- Exercise instructions -
Exactly reproduce the lines from the line containing "# test: identify the grassy" to the end of the data below, inclusive, and nothing else.

- Entries -
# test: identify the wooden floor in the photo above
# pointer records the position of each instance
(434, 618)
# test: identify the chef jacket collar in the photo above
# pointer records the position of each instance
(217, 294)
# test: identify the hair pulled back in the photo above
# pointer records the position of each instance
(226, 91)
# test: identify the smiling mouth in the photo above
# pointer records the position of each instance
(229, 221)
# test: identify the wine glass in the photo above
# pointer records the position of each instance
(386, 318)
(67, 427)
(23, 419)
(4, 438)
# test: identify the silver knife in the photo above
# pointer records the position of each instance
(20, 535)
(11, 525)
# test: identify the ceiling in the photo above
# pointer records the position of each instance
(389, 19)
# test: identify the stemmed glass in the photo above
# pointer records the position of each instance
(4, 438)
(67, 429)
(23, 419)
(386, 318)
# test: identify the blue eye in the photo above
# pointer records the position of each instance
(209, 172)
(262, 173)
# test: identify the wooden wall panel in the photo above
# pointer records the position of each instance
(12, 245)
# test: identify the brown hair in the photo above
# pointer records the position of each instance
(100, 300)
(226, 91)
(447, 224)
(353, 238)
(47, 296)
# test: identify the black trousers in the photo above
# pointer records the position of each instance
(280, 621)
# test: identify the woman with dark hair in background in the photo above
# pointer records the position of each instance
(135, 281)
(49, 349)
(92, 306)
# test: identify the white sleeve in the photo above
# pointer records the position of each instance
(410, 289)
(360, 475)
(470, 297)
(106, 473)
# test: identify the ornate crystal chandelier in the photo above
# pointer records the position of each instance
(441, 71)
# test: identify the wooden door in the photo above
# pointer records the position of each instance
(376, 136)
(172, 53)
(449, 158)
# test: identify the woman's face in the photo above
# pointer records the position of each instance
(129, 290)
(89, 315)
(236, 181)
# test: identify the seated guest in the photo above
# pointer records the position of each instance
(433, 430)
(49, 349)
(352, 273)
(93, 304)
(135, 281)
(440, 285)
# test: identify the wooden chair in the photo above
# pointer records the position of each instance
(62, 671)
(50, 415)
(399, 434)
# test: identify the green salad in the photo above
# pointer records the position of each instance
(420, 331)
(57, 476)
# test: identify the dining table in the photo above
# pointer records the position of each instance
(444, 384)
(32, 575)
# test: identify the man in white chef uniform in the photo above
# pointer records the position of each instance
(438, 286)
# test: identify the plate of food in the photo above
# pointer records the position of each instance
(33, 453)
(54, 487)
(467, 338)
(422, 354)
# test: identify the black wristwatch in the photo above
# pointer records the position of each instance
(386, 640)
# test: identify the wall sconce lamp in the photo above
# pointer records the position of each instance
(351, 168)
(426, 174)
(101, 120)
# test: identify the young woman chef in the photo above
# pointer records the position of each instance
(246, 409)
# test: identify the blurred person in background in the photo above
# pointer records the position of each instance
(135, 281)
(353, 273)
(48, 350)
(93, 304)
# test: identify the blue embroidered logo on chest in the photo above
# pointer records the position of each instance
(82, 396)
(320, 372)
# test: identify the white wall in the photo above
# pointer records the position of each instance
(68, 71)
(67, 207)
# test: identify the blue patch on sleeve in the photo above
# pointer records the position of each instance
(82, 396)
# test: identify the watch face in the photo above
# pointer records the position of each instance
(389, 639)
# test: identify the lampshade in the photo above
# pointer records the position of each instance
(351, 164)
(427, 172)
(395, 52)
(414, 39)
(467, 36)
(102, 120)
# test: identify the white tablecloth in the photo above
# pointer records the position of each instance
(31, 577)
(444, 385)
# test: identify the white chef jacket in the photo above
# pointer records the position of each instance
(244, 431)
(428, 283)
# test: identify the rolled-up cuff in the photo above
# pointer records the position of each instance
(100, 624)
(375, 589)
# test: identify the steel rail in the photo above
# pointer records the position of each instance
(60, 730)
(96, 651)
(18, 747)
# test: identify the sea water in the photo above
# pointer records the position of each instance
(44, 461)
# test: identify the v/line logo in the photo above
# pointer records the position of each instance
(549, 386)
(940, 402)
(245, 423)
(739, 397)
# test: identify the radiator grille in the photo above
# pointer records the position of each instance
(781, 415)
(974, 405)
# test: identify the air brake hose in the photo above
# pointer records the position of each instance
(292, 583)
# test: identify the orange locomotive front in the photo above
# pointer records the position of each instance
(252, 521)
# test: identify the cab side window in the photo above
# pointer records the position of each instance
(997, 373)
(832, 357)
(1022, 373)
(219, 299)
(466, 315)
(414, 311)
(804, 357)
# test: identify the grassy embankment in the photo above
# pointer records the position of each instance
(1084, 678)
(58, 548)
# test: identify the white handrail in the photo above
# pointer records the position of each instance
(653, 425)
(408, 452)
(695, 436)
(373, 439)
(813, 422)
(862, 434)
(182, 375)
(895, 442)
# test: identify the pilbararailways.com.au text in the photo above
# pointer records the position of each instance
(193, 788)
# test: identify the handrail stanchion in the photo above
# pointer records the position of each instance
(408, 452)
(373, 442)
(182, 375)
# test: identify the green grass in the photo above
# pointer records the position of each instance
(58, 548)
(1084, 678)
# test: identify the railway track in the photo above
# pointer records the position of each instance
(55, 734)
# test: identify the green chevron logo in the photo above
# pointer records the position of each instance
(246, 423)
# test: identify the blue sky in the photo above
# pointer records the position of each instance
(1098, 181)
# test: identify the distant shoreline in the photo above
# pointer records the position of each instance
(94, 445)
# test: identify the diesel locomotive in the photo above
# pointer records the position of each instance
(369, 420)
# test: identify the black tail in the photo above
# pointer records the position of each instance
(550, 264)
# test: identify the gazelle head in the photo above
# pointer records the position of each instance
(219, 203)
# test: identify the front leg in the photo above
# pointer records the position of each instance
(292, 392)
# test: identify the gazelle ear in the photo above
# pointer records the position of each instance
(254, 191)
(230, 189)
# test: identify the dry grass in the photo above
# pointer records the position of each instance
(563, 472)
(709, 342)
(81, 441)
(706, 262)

- Answer to this problem -
# test: identify the grassy embankment in the photo above
# pointer records the position of each instance
(1084, 678)
(58, 548)
# test: identify the white handrail in the photo above
# pointer records the position of each instance
(653, 425)
(408, 452)
(695, 436)
(373, 439)
(813, 422)
(862, 434)
(182, 375)
(895, 442)
# test: identify the pilbararailways.com.au text in the photo above
# pointer records the position of each instance
(193, 788)
# test: identify the handrail stanchion in the photo above
# pointer records the position of each instance
(408, 452)
(373, 442)
(182, 375)
# test: identify the green grass in the photo above
# pointer records the position of each instance
(58, 548)
(1084, 678)
# test: identify the railway track in the photo above
# pointer records the position of each instance
(55, 734)
# test: identify the green chevron logo in the photo above
# pointer records the position of each instance
(246, 423)
# test: identify the blue sky in the photo above
# pointer records the position of each instance
(1098, 181)
# test: identify the distant shoreline in the photo above
# pointer records the position of each instance
(94, 445)
# test: identify the diesel locomotive in the photo above
# pointer records the position of each instance
(369, 420)
# test: identify the black tail in the photo above
# pointer records the position of each instance
(550, 264)
# test: identify the gazelle head in the photo above
# pointer records the position of each instance
(219, 203)
# test: identify the front leg in the photo above
# pointer records the position of each instance
(292, 392)
# test: identify the gazelle ear in the photo above
# pointer records the position of each instance
(254, 191)
(230, 189)
# test: identify the dry grass in the photo above
# pointer records the position of each instance
(563, 472)
(709, 342)
(81, 441)
(706, 262)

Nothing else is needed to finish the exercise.